◆ What is required ◆
Which lines run from the one containing "Could you point to the toilet tank" to the end of the entries? Quote them exactly, and nothing else.

◆ Given entries ◆
--*--

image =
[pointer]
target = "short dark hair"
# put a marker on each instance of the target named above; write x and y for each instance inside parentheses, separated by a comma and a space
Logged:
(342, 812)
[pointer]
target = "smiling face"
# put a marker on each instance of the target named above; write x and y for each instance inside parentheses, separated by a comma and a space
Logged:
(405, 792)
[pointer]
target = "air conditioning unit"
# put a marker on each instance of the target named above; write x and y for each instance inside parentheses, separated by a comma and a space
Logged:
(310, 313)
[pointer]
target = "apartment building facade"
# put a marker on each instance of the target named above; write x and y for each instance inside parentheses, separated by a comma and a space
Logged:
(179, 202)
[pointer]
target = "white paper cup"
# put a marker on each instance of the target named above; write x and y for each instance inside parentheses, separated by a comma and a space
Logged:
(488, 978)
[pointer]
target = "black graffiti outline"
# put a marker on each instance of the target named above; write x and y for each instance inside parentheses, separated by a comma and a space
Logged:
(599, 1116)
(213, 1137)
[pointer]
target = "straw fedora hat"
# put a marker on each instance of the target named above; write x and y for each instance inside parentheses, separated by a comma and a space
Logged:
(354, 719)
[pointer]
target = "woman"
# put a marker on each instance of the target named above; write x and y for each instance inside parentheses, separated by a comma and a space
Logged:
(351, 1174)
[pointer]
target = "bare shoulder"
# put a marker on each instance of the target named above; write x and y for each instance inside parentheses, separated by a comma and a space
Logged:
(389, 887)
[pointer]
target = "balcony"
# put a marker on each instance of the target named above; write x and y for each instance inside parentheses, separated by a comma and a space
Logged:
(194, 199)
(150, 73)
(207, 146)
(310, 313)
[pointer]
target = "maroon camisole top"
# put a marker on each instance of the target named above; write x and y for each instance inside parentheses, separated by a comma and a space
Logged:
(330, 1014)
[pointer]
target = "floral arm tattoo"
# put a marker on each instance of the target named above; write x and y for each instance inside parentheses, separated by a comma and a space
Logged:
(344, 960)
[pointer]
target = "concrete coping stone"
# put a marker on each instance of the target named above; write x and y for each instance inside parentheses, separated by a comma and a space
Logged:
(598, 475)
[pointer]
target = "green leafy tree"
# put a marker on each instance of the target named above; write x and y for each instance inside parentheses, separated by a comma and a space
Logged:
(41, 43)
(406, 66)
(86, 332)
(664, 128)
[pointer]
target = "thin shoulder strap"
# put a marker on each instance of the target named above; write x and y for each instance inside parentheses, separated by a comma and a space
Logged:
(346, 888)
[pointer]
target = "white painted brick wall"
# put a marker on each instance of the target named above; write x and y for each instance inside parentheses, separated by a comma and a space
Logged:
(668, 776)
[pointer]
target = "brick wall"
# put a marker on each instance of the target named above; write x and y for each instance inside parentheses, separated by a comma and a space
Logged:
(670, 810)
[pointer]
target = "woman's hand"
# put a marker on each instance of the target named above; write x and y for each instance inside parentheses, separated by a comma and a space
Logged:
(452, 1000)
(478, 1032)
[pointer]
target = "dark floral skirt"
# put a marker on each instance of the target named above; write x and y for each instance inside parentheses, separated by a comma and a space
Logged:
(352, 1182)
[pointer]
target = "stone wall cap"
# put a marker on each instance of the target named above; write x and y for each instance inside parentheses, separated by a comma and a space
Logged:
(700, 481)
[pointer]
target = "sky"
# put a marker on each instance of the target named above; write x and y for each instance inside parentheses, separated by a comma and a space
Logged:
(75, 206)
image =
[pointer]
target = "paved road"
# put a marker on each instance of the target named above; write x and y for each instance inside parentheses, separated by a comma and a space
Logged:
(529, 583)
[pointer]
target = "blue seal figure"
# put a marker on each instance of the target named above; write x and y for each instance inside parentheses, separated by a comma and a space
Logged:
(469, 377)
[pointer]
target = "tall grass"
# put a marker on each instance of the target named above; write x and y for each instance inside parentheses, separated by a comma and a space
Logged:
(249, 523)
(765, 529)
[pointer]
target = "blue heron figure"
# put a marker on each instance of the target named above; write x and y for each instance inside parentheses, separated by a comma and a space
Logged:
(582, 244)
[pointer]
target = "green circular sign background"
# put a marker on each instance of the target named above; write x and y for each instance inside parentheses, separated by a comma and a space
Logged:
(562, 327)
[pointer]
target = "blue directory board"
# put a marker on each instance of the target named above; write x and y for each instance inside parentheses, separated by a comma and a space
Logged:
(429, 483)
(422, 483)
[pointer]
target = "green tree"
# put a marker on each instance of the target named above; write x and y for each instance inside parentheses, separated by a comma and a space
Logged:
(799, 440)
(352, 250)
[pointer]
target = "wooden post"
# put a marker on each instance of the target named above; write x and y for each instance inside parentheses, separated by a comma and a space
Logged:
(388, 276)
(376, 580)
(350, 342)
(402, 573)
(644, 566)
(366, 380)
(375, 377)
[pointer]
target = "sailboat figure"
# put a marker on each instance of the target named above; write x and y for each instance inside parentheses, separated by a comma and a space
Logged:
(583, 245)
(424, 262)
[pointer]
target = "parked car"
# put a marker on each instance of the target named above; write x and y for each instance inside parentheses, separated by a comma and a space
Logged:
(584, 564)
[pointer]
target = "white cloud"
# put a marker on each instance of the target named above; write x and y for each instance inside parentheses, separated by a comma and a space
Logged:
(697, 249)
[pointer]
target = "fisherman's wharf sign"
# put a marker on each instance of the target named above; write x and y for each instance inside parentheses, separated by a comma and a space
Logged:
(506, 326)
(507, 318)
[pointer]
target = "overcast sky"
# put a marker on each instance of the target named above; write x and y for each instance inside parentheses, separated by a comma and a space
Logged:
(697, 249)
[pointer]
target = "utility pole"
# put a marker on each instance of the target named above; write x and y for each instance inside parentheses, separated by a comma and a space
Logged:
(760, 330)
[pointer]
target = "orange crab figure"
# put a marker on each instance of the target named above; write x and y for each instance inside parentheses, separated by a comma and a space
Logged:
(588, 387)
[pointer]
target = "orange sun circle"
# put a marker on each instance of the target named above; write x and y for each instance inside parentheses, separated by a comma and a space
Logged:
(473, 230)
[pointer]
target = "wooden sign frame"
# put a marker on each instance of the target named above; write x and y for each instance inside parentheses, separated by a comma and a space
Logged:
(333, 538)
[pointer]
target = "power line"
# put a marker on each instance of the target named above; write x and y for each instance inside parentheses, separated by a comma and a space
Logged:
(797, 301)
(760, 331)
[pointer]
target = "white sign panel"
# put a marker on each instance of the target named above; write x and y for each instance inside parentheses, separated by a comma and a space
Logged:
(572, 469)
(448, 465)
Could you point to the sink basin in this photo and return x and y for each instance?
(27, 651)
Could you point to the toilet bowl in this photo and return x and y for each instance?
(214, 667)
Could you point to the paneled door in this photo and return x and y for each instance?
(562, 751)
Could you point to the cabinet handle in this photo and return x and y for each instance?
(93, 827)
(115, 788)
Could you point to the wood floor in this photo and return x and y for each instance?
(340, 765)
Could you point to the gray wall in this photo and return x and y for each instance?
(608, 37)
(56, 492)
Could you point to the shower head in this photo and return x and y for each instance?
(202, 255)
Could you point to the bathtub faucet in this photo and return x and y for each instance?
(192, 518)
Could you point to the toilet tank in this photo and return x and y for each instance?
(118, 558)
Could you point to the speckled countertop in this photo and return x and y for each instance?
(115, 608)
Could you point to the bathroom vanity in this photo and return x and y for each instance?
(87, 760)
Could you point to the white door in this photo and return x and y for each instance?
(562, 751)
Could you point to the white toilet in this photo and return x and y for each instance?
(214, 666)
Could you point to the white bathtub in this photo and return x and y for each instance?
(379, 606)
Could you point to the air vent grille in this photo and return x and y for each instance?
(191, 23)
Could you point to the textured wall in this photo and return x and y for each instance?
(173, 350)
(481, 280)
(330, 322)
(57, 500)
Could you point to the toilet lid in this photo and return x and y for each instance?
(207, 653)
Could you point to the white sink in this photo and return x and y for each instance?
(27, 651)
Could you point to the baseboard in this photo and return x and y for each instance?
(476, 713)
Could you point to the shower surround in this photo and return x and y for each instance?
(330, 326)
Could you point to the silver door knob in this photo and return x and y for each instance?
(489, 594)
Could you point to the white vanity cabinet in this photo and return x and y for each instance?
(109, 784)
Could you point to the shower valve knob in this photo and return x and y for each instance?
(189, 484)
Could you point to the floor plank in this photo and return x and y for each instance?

--*--

◆ Final result ◆
Could you point to the toilet tank in this photo and return x and y for each instance?
(118, 558)
Could you point to the speckled countertop in this photo and return x and y for each instance?
(115, 608)
Could you point to the bathroom vanity in this photo and return x and y for each instance?
(87, 760)
Could you point to the white door in this photo and return x and y for each instance?
(562, 751)
Could you point to the white toilet in this photo and return x and y for each instance?
(214, 666)
Could you point to the white bathtub in this photo and return x and y for each instance?
(379, 606)
Could you point to the air vent grille in this photo and return x and y for each instance?
(191, 23)
Could you point to the textured wall in this photo and return x and y for each instance?
(173, 350)
(481, 280)
(330, 322)
(57, 500)
Could you point to the toilet lid in this photo and return x and y for each instance?
(207, 653)
Could you point to the white sink in this photo and return x and y for each instance?
(27, 651)
Could you point to the baseboard in this photo and return x and y for each instance?
(476, 713)
Could you point to the shower surround in this photo and return x and y for each instance?
(330, 326)
Could you point to the silver door knob in this photo and return x and y for each instance?
(489, 594)
Could you point to the white vanity cabinet in this photo and return x and y for each instance?
(109, 784)
Could you point to the shower valve knob in this photo and return x and y for each instance?
(189, 484)
Could you point to the floor plank in this photo and return x and y for each instance?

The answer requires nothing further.